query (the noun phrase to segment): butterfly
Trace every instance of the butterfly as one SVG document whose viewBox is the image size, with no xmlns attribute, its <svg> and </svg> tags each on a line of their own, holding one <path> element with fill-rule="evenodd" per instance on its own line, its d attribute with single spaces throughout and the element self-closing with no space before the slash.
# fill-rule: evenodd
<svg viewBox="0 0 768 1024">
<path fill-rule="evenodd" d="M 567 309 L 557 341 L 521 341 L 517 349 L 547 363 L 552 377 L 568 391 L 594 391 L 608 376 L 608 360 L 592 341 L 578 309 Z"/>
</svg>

----

The complete set of entries is to be restated word for word.

* Written response *
query (the noun phrase to segment): butterfly
Trace every instance of the butterfly as one SVG document whose viewBox is the image size, with no xmlns attribute, its <svg> and </svg> tags each on a line of their own, holding one <path> element with fill-rule="evenodd" per instance on its own line, its d attribute with single spaces throughout and the element self-closing with no space before the slash.
# fill-rule: evenodd
<svg viewBox="0 0 768 1024">
<path fill-rule="evenodd" d="M 567 309 L 557 341 L 521 341 L 517 349 L 547 363 L 552 377 L 568 391 L 594 391 L 608 376 L 608 360 L 592 341 L 578 309 Z"/>
</svg>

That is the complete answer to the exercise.